▶ **EXERCISE INSTRUCTIONS**
Rewrite the lines below, substituting "Object" for each "Target" and leaving everything else the same.

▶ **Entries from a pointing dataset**
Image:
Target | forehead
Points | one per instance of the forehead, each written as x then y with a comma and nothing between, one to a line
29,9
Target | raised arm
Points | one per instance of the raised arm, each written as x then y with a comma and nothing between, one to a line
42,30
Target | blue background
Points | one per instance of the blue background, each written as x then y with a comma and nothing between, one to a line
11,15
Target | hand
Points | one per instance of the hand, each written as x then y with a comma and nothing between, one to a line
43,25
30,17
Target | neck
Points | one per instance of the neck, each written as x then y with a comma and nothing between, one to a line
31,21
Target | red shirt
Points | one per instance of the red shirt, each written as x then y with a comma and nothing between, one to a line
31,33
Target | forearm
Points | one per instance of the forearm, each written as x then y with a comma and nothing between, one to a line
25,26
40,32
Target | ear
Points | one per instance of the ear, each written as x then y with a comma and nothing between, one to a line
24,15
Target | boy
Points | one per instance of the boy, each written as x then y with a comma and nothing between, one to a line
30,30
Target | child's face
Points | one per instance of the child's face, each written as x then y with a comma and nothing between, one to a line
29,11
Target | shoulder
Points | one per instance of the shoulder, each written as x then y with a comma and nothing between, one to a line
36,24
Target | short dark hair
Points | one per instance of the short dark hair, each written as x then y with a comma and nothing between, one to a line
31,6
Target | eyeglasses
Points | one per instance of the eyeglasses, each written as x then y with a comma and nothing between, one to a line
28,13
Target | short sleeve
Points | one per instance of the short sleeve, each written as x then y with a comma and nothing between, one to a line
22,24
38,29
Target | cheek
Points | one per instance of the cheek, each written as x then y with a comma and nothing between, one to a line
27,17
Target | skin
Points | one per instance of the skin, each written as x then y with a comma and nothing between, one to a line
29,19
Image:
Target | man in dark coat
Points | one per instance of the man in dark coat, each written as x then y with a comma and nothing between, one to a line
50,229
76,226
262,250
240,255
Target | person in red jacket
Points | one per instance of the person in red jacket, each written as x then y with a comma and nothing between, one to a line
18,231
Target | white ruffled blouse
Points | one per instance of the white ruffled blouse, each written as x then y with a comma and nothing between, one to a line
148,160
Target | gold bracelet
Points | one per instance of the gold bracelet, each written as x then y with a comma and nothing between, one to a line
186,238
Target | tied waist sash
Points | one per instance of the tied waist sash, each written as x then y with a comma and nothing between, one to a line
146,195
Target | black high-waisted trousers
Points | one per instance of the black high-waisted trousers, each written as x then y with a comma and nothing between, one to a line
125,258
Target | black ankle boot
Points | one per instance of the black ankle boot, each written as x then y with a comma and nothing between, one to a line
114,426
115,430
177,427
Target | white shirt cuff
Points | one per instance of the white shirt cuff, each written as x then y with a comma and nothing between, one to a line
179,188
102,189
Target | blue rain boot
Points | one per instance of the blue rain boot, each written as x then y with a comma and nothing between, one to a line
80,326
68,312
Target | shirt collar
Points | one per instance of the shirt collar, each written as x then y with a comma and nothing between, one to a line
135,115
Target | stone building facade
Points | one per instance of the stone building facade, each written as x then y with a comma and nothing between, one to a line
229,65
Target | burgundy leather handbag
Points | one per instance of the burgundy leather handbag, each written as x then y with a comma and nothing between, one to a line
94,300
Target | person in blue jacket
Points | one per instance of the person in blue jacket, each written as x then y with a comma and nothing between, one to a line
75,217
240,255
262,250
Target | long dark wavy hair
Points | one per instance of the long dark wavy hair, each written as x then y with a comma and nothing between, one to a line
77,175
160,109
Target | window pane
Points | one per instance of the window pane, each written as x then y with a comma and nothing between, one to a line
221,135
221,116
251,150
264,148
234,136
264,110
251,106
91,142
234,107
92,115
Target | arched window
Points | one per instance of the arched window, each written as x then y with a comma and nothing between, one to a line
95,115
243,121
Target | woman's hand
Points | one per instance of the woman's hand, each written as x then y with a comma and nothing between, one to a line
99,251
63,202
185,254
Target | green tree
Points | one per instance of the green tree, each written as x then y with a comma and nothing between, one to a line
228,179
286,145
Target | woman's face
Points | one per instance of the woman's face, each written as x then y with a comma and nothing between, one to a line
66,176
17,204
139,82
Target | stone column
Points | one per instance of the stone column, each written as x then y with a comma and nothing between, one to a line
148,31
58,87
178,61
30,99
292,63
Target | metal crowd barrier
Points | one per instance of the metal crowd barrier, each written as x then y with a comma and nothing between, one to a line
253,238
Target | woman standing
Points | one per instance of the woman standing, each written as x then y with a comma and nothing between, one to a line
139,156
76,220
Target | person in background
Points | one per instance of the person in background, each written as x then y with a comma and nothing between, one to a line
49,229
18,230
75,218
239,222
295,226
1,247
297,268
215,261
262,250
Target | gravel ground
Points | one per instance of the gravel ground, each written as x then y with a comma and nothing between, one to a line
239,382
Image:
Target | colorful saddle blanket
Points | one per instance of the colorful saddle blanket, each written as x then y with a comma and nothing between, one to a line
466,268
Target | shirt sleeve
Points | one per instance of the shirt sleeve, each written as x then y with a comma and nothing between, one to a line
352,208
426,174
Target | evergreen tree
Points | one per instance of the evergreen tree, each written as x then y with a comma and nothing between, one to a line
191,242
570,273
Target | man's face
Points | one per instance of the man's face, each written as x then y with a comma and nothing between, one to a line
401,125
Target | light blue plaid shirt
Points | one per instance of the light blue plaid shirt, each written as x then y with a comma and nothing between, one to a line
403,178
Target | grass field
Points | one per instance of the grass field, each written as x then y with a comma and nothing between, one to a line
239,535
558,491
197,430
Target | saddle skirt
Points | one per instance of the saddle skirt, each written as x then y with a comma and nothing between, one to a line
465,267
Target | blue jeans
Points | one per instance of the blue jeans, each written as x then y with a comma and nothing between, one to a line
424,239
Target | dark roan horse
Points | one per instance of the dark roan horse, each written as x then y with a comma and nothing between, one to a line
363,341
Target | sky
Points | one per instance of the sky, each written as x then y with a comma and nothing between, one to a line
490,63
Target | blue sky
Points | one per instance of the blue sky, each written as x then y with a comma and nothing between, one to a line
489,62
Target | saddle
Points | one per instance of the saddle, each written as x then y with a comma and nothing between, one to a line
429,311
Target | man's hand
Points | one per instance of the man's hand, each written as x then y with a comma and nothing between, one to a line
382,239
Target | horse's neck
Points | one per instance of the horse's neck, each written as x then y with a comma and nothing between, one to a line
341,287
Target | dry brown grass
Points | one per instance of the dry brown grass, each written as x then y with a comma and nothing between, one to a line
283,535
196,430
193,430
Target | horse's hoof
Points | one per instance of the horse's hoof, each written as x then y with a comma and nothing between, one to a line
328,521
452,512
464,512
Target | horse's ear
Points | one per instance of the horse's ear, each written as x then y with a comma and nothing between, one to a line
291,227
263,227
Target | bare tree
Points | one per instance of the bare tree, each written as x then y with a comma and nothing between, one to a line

▶ **THE OUTPUT**
Image:
Object | forehead
Points | one per instance of the forehead, each written as x then y with a comma and nothing between, one to a line
29,9
Object | raised arm
Points | one per instance of the raised arm, each written as x then y with a comma and nothing between, one to a line
42,30
Object | blue background
Points | one per instance of the blue background, each written as x then y with a comma and nothing between, one to a line
11,15
Object | hand
Points | one per instance of the hand, each written as x then y with a comma and nothing between, one to a line
43,25
30,17
Object | neck
Points | one per instance of the neck, each written as x then y with a comma and nothing between, one to a line
31,21
Object | red shirt
Points | one per instance of the red shirt, each written as x then y with a comma and nothing between, one to a line
31,33
Object | forearm
Points | one per instance of the forearm, each written as x then y with a comma and nothing between, one to a line
25,26
40,32
Object | ear
Points | one per instance of the ear, each written as x then y with a comma and nothing between, one to a line
24,15
Object | boy
Points | one per instance of the boy, each written as x then y with a comma and nothing between, one to a line
30,30
Object | child's face
Points | one per instance of the child's face, each written as x then y with a comma and nothing between, one to a line
29,11
Object | shoulder
Points | one per instance of the shoulder, each written as x then y with a comma and nothing between, one to a line
36,24
Object | short dark hair
Points | one per instance of the short dark hair, each written as x then y with a comma and nothing between, one to a line
31,6
Object | eyeglasses
Points | one per instance of the eyeglasses, each written as x then y with a comma and nothing between, one to a line
28,13
Object | short sleeve
Points | one per instance of the short sleeve, each written as x then y with a comma and nothing between, one to a line
22,24
38,29
Object | cheek
Points | one per instance of the cheek, each written as x then y with a comma and nothing between, one to a line
27,17
Object | skin
Points | one per instance of the skin, each written as x then y with a comma and nothing between, one to a line
29,19
Image:
Object | man in dark coat
Points | one per instance of the man in dark coat, each written as x then y with a comma and nothing between, one to a line
50,229
76,226
262,250
240,255
Object | person in red jacket
Points | one per instance of the person in red jacket, each written as x then y with a comma and nothing between, one to a line
18,231
Object | white ruffled blouse
Points | one per instance of the white ruffled blouse, each written as x then y with a comma and nothing between, one to a line
148,160
Object | gold bracelet
Points | one per instance of the gold bracelet, each written as x then y with a comma and nothing between, one to a line
186,238
Object | tied waist sash
Points | one per instance of the tied waist sash, each written as x then y with a comma and nothing between, one to a line
146,195
Object | black high-waisted trousers
Points | one per instance of the black high-waisted trousers, each written as x then y with a comma and nothing between, one to a line
125,258
Object | black ankle boot
Points | one per instance of the black ankle boot, each written as x then y with a comma and nothing between, one to a line
114,426
115,430
177,427
Object | white shirt cuff
Points | one per instance of the white shirt cuff, each written as x then y with a comma and nothing between, one to a line
179,188
102,189
Object | blue rain boot
Points | one per instance of the blue rain boot, each written as x then y with a comma and nothing between, one to a line
80,326
68,312
Object | shirt collar
Points | one per instance of the shirt collar, each written as x then y with a comma and nothing between, one to a line
135,115
Object | stone building facade
Points | one per instance of the stone building facade, each written as x then y with a comma and nothing between, one to a line
229,65
Object | burgundy leather handbag
Points | one per instance of the burgundy leather handbag, each written as x then y with a comma and nothing between, one to a line
94,300
Object | person in blue jacket
Points | one per instance of the person in blue jacket, each written as x then y with a comma and nothing between, one to a line
75,217
240,255
262,250
Object | long dark wavy hair
Points | one per instance of the long dark wavy hair, each written as x then y with a comma and nothing between, one to a line
77,175
160,109
Object | window pane
Points | one per instance of the window pane, each written as x then y with a comma and nothing between, one to a line
221,135
221,116
251,150
264,148
234,136
264,110
251,106
91,142
234,107
92,115
Object | arched window
Points | one per instance of the arched window, each written as x then y with a comma and nothing between, one to a line
95,115
243,121
Object | woman's hand
Points | one per instance of the woman's hand, each written as x then y with a comma and nothing between, one to a line
99,251
63,202
185,254
Object | green tree
Points | one per instance of the green tree, each written as x then y with a comma and nothing between, one to a line
228,179
286,145
Object | woman's face
Points | one per instance of the woman's face, each written as x then y with a comma and nothing between, one to a line
66,176
17,204
139,82
Object | stone column
Points | one per instance of the stone column, each written as x then y with a comma and nothing between, one to a line
148,31
58,87
178,61
30,99
292,63
Object | metal crowd barrier
Points | one per instance of the metal crowd barrier, each written as x then y with a comma and nothing between, one to a line
253,238
Object | woman standing
Points | one per instance of the woman standing, each written as x then y with a comma and nothing between, one to a line
139,156
76,220
Object | person in background
Points | one per instance of the person in background, each written as x then y with a comma and nothing between, one to a line
49,229
18,230
75,218
239,222
295,226
1,247
297,268
215,261
262,250
Object | gravel ground
Points | one per instance of the gravel ground, each written as x then y with a comma and nothing between, one to a line
239,382
Image:
Object | colorful saddle blanket
Points | one per instance of the colorful saddle blanket, each written as x then y with a comma and nothing between, one to a line
466,268
Object | shirt sleeve
Points | one per instance of the shirt sleeve, each written as x then y with a comma and nothing between, one to a line
352,208
426,174
Object | evergreen tree
Points | one per instance of the evergreen tree, each written as x then y with a comma and nothing between, one to a line
191,242
570,273
Object | man's face
Points | one per instance of the man's face, each written as x then y with a comma and nothing between, one to a line
401,125
Object | light blue plaid shirt
Points | one per instance of the light blue plaid shirt, each written as x then y with a comma and nothing between, one to a line
403,178
Object | grass field
Points | one per instance of the grass field, each written as x then y with a comma and nothing between, one to a line
239,535
558,491
197,430
Object | saddle skirt
Points | one per instance of the saddle skirt, each written as x then y with a comma and nothing between, one to a line
465,267
Object | blue jeans
Points | one per instance of the blue jeans, each written as x then y with a comma and nothing between, one to a line
424,239
Object | dark roan horse
Points | one per instance of the dark roan horse, each written as x then y with a comma and nothing between, one to a line
363,341
Object | sky
Points | one per instance of the sky, each written as x then y with a comma and nothing between, one to a line
490,63
Object | blue sky
Points | one per instance of the blue sky, each written as x then y with a comma and nothing between, one to a line
489,62
Object | saddle
Points | one per instance of the saddle, each written as x then y with a comma and nothing between, one to a line
429,311
Object | man's hand
Points | one per instance of the man's hand, each written as x then y with a comma and nothing between, one to a line
382,239
Object | horse's neck
Points | one per instance of the horse's neck, each written as x then y with a comma and nothing between, one to a line
341,287
Object | dry brown grass
Points | one per instance of the dry brown grass, each written as x then y with a comma and nothing between, one to a line
283,535
196,430
193,430
Object | horse's hoof
Points | one per instance of the horse's hoof, each written as x then y with a comma and nothing between, one to a line
328,521
452,512
464,512
Object | horse's ear
Points | one per instance of the horse's ear, each written as x then y with a comma and nothing between, one to a line
291,227
263,227
Object | bare tree
Points | one per instance of the bare tree, each written as x then y with a comma and nothing between, one to a line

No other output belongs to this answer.